WHAT NEEDS TO BE DONE: Copy the records from the beginning up to and including the line with "x=534, y=393", putting "marble pillar" in place of "stone column" and leaving everything else unchanged. Give only those lines.
**** PROVIDED MATERIAL
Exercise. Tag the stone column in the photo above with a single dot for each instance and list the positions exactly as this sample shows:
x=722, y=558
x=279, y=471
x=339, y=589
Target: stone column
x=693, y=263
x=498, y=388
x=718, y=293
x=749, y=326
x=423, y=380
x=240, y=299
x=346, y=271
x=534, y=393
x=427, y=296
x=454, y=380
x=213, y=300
********
SOLUTION:
Exercise. Tag the marble pillar in the photo above with a single dot for each instance and list the positions exactly as this sample shows:
x=722, y=558
x=279, y=471
x=339, y=589
Target: marble pillar
x=693, y=263
x=498, y=388
x=718, y=293
x=749, y=326
x=423, y=380
x=240, y=299
x=346, y=271
x=534, y=393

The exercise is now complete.